# Information supplied
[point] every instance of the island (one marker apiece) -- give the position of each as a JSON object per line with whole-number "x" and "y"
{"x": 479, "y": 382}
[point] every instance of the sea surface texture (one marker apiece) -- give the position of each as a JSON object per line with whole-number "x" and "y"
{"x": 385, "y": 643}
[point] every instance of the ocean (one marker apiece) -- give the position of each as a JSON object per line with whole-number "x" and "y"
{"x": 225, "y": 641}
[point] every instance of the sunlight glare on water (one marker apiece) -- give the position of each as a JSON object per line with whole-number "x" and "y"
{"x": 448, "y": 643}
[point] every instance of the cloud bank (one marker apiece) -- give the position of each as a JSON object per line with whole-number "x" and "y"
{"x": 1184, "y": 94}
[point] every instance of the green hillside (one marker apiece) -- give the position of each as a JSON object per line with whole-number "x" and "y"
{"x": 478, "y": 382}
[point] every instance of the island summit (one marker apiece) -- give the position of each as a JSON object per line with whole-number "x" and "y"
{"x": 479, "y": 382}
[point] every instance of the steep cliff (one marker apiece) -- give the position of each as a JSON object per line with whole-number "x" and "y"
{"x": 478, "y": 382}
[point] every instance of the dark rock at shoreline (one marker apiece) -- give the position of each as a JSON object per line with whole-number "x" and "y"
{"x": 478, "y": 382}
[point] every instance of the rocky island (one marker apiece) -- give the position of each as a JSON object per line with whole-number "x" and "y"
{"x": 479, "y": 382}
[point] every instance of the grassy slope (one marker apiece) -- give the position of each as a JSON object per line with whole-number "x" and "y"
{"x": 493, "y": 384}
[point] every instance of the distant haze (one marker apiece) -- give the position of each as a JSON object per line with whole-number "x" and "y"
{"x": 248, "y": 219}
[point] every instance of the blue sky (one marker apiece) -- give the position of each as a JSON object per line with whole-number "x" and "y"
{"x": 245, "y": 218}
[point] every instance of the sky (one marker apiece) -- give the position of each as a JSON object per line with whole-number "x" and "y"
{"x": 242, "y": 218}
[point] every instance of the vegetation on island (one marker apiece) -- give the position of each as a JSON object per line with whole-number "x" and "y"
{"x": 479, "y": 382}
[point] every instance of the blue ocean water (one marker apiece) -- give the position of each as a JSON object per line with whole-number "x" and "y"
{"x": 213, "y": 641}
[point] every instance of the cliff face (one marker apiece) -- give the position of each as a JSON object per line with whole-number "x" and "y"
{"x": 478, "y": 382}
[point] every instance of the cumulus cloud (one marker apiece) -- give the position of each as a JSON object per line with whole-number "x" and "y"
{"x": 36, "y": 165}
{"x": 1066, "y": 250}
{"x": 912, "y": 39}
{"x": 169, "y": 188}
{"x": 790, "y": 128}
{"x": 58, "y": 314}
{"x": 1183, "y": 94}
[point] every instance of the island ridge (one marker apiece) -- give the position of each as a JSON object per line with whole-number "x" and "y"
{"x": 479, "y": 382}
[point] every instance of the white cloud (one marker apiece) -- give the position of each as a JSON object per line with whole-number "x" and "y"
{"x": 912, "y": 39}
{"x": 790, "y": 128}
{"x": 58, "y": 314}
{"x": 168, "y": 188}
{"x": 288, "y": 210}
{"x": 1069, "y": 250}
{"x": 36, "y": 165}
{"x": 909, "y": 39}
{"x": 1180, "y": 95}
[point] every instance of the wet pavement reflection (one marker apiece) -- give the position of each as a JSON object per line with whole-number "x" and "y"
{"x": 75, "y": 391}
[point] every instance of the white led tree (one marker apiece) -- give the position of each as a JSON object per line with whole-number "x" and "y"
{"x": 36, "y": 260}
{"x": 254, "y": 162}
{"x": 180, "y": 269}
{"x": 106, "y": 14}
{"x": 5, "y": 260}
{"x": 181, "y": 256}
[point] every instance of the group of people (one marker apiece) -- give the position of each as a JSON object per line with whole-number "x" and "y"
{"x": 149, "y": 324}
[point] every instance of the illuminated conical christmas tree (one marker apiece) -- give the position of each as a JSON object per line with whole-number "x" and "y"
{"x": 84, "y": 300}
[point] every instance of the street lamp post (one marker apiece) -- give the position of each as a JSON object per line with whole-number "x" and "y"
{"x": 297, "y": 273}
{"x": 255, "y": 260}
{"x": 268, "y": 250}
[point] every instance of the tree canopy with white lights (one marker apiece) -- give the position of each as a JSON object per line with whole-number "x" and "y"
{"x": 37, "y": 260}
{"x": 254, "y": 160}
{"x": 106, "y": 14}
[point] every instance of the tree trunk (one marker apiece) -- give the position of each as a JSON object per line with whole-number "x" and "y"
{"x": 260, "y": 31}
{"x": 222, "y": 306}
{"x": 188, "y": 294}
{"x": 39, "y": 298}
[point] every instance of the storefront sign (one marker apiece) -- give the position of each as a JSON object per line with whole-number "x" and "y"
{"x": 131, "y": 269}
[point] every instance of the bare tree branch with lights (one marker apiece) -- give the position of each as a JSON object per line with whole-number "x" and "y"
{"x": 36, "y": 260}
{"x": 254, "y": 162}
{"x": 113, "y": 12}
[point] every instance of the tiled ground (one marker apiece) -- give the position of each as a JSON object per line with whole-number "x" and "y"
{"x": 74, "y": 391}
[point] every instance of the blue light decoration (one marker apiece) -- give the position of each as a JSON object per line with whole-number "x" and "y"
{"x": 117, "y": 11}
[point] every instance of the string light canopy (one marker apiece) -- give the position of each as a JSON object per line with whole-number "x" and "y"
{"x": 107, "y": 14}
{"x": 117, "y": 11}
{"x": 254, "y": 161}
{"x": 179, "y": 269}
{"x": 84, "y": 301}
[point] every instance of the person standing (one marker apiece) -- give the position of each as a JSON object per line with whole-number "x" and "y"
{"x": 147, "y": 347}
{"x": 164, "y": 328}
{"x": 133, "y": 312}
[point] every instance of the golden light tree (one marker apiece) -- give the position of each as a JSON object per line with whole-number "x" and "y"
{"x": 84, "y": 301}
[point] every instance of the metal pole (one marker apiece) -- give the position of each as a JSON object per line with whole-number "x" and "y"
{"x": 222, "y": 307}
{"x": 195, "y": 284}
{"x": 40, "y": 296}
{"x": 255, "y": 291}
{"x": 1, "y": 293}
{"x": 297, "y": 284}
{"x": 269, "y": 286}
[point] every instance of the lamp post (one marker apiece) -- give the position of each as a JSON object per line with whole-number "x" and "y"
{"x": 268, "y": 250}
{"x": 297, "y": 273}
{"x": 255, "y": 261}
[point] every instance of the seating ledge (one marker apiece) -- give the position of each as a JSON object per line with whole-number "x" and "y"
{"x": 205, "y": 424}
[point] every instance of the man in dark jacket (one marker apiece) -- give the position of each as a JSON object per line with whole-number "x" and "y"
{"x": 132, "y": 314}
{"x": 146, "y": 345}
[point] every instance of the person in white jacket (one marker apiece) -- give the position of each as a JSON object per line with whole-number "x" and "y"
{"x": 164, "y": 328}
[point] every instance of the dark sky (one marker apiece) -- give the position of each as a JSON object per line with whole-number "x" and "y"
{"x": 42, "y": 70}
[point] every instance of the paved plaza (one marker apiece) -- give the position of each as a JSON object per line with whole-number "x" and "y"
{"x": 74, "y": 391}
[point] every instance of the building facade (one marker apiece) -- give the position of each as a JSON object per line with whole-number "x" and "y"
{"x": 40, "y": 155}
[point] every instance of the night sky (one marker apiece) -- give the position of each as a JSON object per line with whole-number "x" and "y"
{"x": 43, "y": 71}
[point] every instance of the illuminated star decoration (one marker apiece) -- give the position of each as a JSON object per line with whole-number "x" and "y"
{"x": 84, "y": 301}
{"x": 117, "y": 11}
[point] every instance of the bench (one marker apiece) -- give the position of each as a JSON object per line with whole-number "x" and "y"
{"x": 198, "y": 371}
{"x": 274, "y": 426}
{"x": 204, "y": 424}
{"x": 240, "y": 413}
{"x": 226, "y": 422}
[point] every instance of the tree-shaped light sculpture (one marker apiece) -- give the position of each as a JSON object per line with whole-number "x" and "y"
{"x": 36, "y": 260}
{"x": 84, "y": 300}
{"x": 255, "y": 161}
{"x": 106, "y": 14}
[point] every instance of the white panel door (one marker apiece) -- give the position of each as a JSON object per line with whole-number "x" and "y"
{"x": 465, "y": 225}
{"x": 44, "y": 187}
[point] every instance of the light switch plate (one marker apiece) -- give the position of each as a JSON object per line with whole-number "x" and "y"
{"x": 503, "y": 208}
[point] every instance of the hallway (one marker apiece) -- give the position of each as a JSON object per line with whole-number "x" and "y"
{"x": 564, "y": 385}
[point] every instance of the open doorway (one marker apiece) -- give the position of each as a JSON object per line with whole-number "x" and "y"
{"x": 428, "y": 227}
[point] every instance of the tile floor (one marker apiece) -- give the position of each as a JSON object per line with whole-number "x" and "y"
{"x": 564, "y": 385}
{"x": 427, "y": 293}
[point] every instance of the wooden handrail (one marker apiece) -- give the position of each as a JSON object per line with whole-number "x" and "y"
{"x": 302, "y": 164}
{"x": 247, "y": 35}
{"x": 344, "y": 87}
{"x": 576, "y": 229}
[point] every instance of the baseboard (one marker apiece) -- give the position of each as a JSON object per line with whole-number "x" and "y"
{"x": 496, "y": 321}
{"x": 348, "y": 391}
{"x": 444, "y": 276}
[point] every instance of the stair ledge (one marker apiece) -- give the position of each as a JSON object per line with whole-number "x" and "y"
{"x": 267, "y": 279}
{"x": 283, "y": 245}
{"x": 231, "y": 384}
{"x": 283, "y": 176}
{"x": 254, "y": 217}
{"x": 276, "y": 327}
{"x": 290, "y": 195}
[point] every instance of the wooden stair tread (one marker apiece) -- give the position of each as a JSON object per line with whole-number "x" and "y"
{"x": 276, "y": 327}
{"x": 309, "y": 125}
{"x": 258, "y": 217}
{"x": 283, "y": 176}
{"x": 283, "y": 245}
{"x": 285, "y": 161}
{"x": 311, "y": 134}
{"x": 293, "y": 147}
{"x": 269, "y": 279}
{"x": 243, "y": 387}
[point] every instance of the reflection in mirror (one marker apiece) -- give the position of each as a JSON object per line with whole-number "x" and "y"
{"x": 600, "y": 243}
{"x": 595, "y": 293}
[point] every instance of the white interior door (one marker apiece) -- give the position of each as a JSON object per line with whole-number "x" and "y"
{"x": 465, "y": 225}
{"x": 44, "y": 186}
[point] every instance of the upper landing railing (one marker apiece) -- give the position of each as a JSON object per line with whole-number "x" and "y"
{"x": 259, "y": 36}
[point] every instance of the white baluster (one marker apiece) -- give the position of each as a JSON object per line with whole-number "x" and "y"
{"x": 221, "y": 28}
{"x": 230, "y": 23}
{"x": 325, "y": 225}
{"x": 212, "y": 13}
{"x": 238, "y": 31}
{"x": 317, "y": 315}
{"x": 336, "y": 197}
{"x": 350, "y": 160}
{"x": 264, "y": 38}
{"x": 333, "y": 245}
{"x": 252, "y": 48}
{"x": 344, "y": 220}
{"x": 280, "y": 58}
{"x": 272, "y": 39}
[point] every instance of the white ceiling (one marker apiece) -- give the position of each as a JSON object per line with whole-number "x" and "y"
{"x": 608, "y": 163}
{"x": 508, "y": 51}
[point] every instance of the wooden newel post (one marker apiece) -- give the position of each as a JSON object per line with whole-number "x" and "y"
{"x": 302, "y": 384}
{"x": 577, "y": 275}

# Instructions for the task
Starting from the line that contains "[point] every instance of the wooden newel", transcribe each line to the end of the records above. Please add nothing.

# Result of the task
[point] every instance of the wooden newel post (one marker apiece) -- give the position of each as a JSON object per line with whole-number "x" and "y"
{"x": 302, "y": 384}
{"x": 577, "y": 275}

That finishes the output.